What the task requires:
List every top-level parameter in the "Service Pipeline parameters" list of the RDA Service Blueprints text below, leaving out the two entries nested under scaling_policy.

Excerpted text:
====================

Service Pipelines Section (service_pipelines)

In RDA Service Blueprints, the term Service Pipeline implies that pipeline must be in always running mode. These pipelines are typically infinite looping pipelines or pipelines reading from a stream. RDAF monitors the status of each Service Pipeline continuously. If any of the Service Pipeline exits or fails, it will restart.

Let us take a look at the first Service Pipeline in our blueprint above:

1
2
3
4
5
6
7
8
9
-   name: 'guide-example-produce-logs'
        label: 'Produce Synthetic Syslogs'
        version: '*'
        site: 'cfx.*'
        site_type: regex
        instances: 1
        scaling_policy:
            min_instances: 1
            max_instances: 1

Service Pipeline parameters:

  • name: Name of the Pipeline
  • label: Label for the Pipeline
  • version: Version of the pipeline to use. * implies any latest version of the pipeline.
  • site_type: Valid values are regex or name. If set to regex, the site parameter is interpreted as a regular expression. If set to name, the site parameter is interpreted as an exact name of the site. Default is regex
  • site: Either name of pattern identifying the Site for the RDA Worker(s). RDAF uses prefix cfx- for all workers hosted in cfxCloud.
  • instances: Number of instances to start for this Service Pipeline. Default is 1. If set to 0, no instances would be scheduled. User can configure this value from RDA Portal.
  • scaling_policy: Defines manual scaling policy for this service pipeline.
    • min_instances: Minimum number of instances user is allowed to configure for this service pipeline.
    • max_instances: Maximum number of instances user is allowed to configure for this service pipeline.

Artifact Validation Section (artifact-dependency-validation)

RDAF performs audit of all aspects of a service blueprint on a periodic basis. This audit typically checks for following:

  • Ensure specified pipelines & versions are found in the system
  • Ensure that all artifacts such as Credentials, Datasets and Log Archives are properly created.
  • Ensures that specified sites have at least one RDA Worker deployed.

Warning

If the audit fails, RDAF will not schedule the pipelines.

In this example consumer pipeline, we are creating the log archive repository using bot. So inform the RDAF Audit function to skip this specific validation:

1
2
3
4
artifact-dependency-validation:
    credentials:
        verify: false
        exclude: demo_logarchive


14. Deploying service blueprint in RDA Portal

First, let us verify that following two pipelines have been published using RDA Portal:

  • guide-example-produce-logs
  • guide-example-consume-logs

Login to RDA Portal. click on Configuration -> Rda Administration -> Pipelines -> Published Pipelines

Search for guide using quick search. If the report looks something like this, we have the necessary pipelines:

Portal Pipelines Search

If you do not see the necessary pipelines, follow the instructions at Section-8 Instructions and publish the pipelines.

====================

Recorded data:
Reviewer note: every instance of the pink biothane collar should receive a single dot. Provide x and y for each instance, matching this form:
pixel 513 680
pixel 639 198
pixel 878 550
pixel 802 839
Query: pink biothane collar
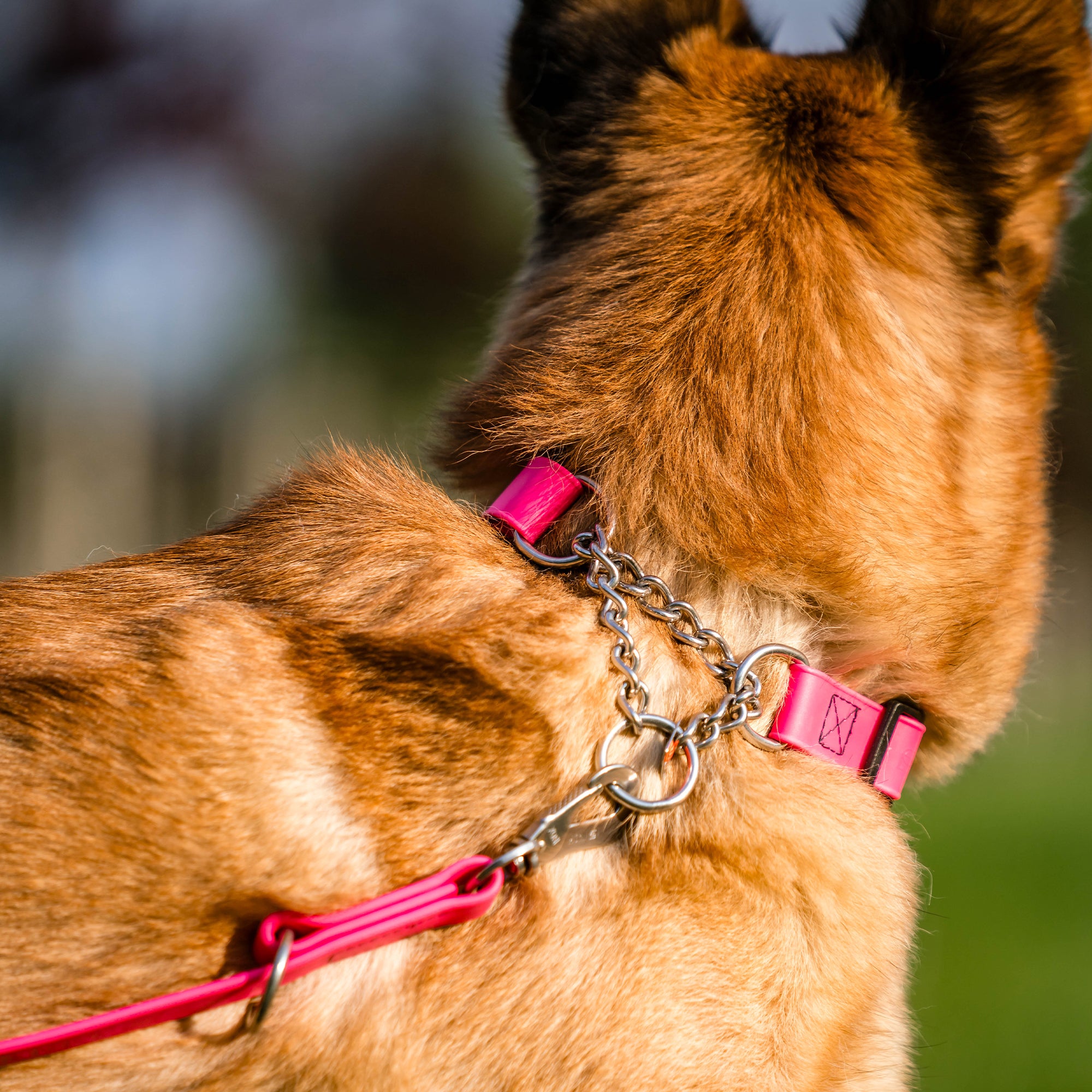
pixel 820 716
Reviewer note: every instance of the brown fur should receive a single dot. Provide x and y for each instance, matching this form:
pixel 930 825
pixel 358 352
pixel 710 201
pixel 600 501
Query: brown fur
pixel 784 308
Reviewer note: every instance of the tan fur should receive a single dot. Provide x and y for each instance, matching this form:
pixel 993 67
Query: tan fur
pixel 802 357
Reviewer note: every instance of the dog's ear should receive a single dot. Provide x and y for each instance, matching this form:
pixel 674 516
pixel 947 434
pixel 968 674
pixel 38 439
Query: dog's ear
pixel 1000 92
pixel 575 66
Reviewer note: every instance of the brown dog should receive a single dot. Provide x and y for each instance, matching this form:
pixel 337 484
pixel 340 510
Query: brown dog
pixel 784 311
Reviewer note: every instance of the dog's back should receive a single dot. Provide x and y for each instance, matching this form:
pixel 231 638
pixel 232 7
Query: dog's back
pixel 784 310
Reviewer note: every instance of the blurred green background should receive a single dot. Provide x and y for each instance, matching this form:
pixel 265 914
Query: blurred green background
pixel 231 230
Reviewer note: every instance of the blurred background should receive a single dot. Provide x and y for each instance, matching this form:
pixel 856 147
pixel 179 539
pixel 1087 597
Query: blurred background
pixel 232 230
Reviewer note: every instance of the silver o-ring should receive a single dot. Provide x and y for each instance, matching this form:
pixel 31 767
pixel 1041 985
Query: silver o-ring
pixel 638 803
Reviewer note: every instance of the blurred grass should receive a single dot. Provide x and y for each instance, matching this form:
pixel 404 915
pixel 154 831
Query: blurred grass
pixel 1004 986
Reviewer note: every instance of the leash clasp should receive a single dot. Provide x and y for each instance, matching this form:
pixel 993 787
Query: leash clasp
pixel 555 833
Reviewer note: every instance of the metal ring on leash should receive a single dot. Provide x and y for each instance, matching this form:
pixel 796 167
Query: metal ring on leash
pixel 548 561
pixel 280 965
pixel 638 803
pixel 740 681
pixel 512 856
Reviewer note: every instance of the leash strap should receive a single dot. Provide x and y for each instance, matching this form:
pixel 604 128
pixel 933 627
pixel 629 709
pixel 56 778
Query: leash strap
pixel 431 904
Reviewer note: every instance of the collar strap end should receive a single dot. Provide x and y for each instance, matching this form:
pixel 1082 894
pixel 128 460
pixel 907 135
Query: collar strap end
pixel 829 721
pixel 538 496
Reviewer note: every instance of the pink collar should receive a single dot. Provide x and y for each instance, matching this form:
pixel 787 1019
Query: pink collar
pixel 820 716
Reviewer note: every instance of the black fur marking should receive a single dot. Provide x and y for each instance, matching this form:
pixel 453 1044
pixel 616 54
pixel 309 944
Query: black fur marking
pixel 571 77
pixel 946 89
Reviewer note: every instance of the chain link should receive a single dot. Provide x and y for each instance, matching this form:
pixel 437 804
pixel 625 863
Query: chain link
pixel 615 576
pixel 618 577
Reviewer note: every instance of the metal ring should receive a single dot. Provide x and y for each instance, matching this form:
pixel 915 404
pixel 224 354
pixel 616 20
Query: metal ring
pixel 280 965
pixel 514 853
pixel 741 676
pixel 638 803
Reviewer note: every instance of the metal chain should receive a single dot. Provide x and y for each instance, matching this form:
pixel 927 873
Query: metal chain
pixel 618 576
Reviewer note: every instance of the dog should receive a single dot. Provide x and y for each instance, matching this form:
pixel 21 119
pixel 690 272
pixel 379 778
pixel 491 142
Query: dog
pixel 782 311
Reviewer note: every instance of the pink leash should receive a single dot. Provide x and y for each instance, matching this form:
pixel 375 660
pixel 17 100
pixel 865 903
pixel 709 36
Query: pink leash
pixel 820 717
pixel 431 904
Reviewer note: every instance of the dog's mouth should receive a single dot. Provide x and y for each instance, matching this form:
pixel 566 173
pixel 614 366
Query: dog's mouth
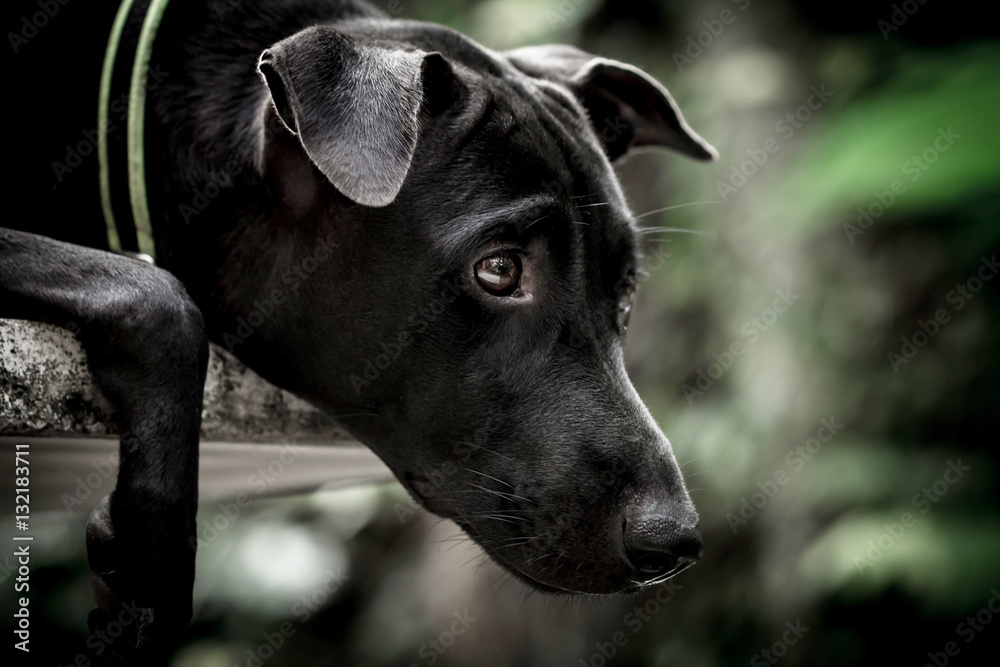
pixel 435 499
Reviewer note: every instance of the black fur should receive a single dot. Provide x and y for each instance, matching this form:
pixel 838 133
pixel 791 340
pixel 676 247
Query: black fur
pixel 349 212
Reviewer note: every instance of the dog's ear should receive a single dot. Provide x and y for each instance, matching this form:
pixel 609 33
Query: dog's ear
pixel 355 107
pixel 627 107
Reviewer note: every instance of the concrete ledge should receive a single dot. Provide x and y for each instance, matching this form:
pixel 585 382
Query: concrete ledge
pixel 256 439
pixel 46 388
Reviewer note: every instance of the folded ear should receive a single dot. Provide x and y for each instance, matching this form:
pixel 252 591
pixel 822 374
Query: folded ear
pixel 627 107
pixel 354 106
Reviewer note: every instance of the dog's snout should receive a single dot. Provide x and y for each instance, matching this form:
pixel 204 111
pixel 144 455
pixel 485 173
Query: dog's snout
pixel 658 546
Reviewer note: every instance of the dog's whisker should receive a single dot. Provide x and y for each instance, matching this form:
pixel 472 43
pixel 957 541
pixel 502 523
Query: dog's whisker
pixel 697 458
pixel 490 477
pixel 534 221
pixel 485 449
pixel 501 494
pixel 675 206
pixel 679 230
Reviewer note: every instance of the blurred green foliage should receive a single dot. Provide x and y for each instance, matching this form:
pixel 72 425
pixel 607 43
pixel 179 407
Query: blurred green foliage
pixel 830 548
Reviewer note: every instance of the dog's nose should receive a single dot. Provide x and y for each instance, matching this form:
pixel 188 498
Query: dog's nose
pixel 658 546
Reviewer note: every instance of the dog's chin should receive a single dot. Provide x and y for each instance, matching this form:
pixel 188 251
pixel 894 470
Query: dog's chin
pixel 593 587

====================

Expected answer:
name, label, version, site_type, site, instances, scaling_policy